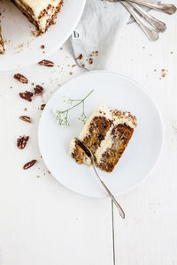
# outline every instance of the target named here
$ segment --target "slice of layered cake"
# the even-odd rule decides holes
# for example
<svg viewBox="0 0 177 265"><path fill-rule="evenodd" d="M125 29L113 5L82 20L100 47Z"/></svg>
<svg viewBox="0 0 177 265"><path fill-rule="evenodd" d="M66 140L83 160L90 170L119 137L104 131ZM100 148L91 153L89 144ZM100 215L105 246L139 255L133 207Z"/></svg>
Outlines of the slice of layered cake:
<svg viewBox="0 0 177 265"><path fill-rule="evenodd" d="M4 54L4 42L1 34L1 26L0 26L0 54Z"/></svg>
<svg viewBox="0 0 177 265"><path fill-rule="evenodd" d="M79 140L91 150L96 165L103 170L112 172L135 126L136 117L130 112L100 106L84 125ZM91 165L90 158L75 140L70 143L69 154L78 163Z"/></svg>
<svg viewBox="0 0 177 265"><path fill-rule="evenodd" d="M63 0L12 0L38 29L44 33L54 24L54 20L63 4Z"/></svg>

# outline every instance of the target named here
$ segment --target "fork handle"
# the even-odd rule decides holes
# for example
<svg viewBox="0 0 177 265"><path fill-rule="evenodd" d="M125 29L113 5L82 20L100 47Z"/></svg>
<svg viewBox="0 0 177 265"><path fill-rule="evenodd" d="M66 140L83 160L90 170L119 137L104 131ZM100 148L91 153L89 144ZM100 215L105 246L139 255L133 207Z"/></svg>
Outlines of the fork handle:
<svg viewBox="0 0 177 265"><path fill-rule="evenodd" d="M139 4L129 2L129 4L158 32L164 32L166 26L164 22L157 19L147 11L145 11Z"/></svg>
<svg viewBox="0 0 177 265"><path fill-rule="evenodd" d="M93 163L92 164L94 171L96 172L96 175L97 176L97 178L99 178L102 186L104 187L104 189L106 190L106 192L108 193L108 194L110 195L110 197L112 199L115 206L117 207L119 213L120 215L120 216L122 217L122 219L125 219L126 215L124 210L122 209L121 206L119 205L119 203L118 202L118 201L115 199L114 195L111 193L111 191L109 190L109 188L107 187L107 186L104 184L104 182L102 180L102 178L100 178L100 176L97 173L97 170L96 170L96 166L95 163Z"/></svg>
<svg viewBox="0 0 177 265"><path fill-rule="evenodd" d="M128 1L155 9L157 11L165 12L168 15L172 15L176 11L176 7L174 4L156 4L156 3L148 2L146 0L128 0Z"/></svg>
<svg viewBox="0 0 177 265"><path fill-rule="evenodd" d="M119 213L120 215L120 216L125 219L126 215L121 208L121 206L119 205L119 203L118 202L118 201L115 199L114 195L110 192L110 190L108 189L108 187L105 186L105 184L104 183L104 181L101 179L101 184L103 185L103 186L105 188L105 190L107 191L108 194L110 195L110 197L112 199L115 206L117 207Z"/></svg>
<svg viewBox="0 0 177 265"><path fill-rule="evenodd" d="M142 31L148 36L149 40L152 42L157 41L158 39L158 32L150 28L150 26L148 26L144 23L143 19L140 17L140 15L134 10L134 8L128 3L127 3L126 1L121 1L121 4L127 9L129 13L134 17L134 19L136 20L136 22L141 26Z"/></svg>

▶ [Short exercise]: List every line of the material above that contains the word "cake".

▶ [Response for this exercise]:
$ segment --target "slice of layered cake"
Outlines of the slice of layered cake:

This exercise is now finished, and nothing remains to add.